Given passage:
PWM – Pulse-width Modulation
PWM is the acronym for “Pulse Width Modulation”. Pulse width modulation is a very powerful function that is commonly used to control the positioning of servo valves. It is also used for laser pulse control, motion control, light intensity controls and other other applications. The single pulse feature of the function is applicable to any single pulse output need.
A pulse width modulated output signal is one that has a period and an output “on time”, or duty cycle, within that period. For example, a typical servo valve control might have a 20 millisecond period. Valve position is controlled by the “on time” of the output pulse, within this period. The valve may be controlled to a fully closed state with a 1 millisecond pulse on time and fully open with a 3 millisecond pulse (actual times are defined by the valve manufacturer). Partial (5%, 10%, 53%, etc.) opening is generally controlled by an “on time” pulse purportionate between to full open and full closed limits. Standard PWM signals repeat every period increment.
|The figure, on the right, illustrates a PWM output signal. Most Velocio PLC digital outputs are “sinking” transistor outputs – so when the output is on, the output sinks, pulling the signal low.|
|The next figure show a standard PWM on the top, and a single pulse PWM output on the bottom. A single pulse PWM output is active for its defined “on time” within the PWM period. It does not repeat. If you want to output another pulse, your program must execute another “Start PWM pulse” block.|
PWMs Application Limits : PWMs can be applied to any digital output that is physically present on the PLC module that contains the application program. That means that any Ace or Branch digital output can programmed to output a PWM signal by the application main program. Any Branch Explansion PLC which has its own program (embedded subroutine) can output a PWM signal from the embedded subroutine. Branch Expansion units that are used a expansion IO, cannot output PWM signals.
Any combination of digital outputs, contained on the PLC with the program, can have PWM output signals. Each active output has its own “on time”. However, the Period is common to all PWM signals on the PLC unit.
PWM in vBuilder
PWM is a background task that, once executed, will continue to send signals to the output. Do not call this function at every PLC cycle, but only once when you need to change its parameters.
When you place a PWM block in your program, a dialog box, like that shown below, will pop up.
With this dialog box, you can Set the PWM Period, Start (continue/adjust) PWM operation, or Stop the PWM.

Aim 1:
In the PWM text, what period might a typical servo valve control have?
Aim 2:
In the entries below, retype the lines from the one containing "Task: annotate each instance of the charred edge" through the one containing "x=778 y=455", keeping both of those lines.

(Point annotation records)
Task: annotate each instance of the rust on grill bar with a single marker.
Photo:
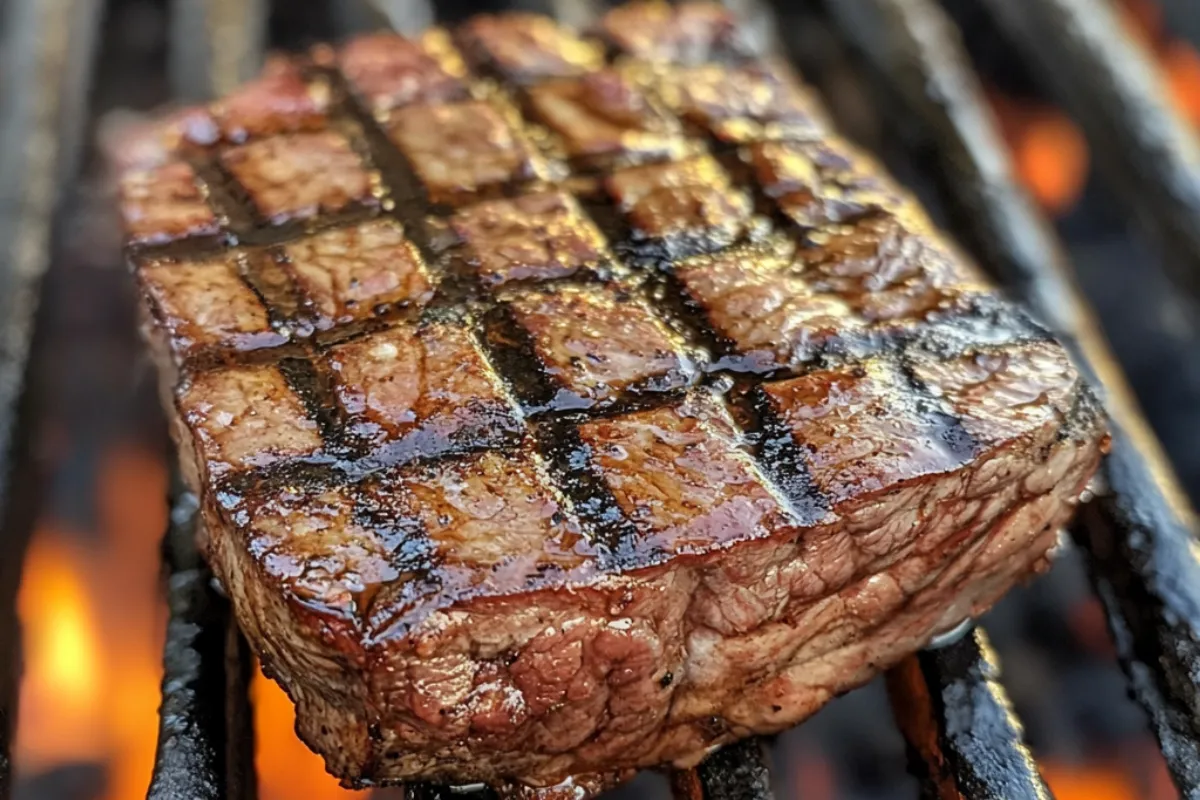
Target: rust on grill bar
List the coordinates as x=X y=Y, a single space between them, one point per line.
x=205 y=737
x=953 y=711
x=1140 y=535
x=47 y=52
x=1111 y=85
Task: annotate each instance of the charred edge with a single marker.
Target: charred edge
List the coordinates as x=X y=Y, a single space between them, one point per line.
x=1085 y=416
x=739 y=771
x=581 y=482
x=778 y=455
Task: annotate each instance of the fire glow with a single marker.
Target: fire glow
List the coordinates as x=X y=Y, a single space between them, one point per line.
x=93 y=619
x=1050 y=154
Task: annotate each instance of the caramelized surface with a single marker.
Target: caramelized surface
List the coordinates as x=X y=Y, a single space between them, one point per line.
x=388 y=71
x=599 y=343
x=348 y=274
x=165 y=203
x=605 y=114
x=531 y=238
x=460 y=148
x=301 y=175
x=568 y=402
x=207 y=305
x=419 y=389
x=526 y=47
x=690 y=198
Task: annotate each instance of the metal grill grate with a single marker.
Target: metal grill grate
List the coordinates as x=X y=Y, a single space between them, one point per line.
x=1139 y=535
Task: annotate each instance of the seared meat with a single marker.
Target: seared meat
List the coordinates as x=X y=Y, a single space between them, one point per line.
x=589 y=423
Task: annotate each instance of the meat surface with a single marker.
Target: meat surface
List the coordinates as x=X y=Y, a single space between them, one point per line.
x=553 y=432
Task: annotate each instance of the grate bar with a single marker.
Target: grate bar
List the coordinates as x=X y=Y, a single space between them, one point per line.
x=738 y=771
x=47 y=50
x=205 y=734
x=1111 y=84
x=215 y=44
x=1140 y=536
x=959 y=725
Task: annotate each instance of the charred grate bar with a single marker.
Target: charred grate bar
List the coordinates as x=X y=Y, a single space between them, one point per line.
x=1109 y=82
x=205 y=735
x=1139 y=535
x=1138 y=524
x=47 y=48
x=965 y=740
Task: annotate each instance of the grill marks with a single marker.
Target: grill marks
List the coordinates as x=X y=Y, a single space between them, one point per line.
x=441 y=209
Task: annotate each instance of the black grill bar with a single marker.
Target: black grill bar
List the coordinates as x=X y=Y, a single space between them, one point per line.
x=1140 y=535
x=47 y=50
x=739 y=771
x=1110 y=84
x=215 y=44
x=964 y=740
x=205 y=727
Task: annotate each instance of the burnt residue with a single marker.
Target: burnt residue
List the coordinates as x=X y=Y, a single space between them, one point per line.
x=1141 y=551
x=779 y=456
x=510 y=349
x=205 y=745
x=582 y=483
x=739 y=771
x=964 y=740
x=312 y=385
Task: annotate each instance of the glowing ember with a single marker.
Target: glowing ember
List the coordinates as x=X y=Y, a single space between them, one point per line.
x=286 y=767
x=61 y=698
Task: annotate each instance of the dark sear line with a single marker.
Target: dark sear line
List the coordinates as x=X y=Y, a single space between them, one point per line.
x=576 y=476
x=610 y=337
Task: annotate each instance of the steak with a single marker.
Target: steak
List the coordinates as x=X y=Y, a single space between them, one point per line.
x=562 y=404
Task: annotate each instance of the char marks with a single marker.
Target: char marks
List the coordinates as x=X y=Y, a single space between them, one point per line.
x=622 y=292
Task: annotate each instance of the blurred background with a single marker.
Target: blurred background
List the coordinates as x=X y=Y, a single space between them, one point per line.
x=90 y=599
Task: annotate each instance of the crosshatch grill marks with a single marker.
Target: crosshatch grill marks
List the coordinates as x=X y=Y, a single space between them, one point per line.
x=351 y=274
x=544 y=270
x=205 y=308
x=681 y=476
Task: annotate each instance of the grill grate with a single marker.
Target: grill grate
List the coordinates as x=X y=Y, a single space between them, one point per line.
x=47 y=47
x=1139 y=534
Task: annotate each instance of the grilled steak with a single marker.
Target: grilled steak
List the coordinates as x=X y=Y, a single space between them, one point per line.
x=563 y=404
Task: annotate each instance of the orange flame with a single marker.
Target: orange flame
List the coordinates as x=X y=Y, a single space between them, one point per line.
x=63 y=693
x=1089 y=782
x=286 y=767
x=1050 y=154
x=93 y=619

Written response 1:
A 20 millisecond period.

Written response 2:
Task: annotate each instance of the charred edge with a single marker.
Target: charred edge
List the coordinates as x=X y=Y, a single space between them, one point per line.
x=1085 y=416
x=739 y=771
x=581 y=482
x=778 y=455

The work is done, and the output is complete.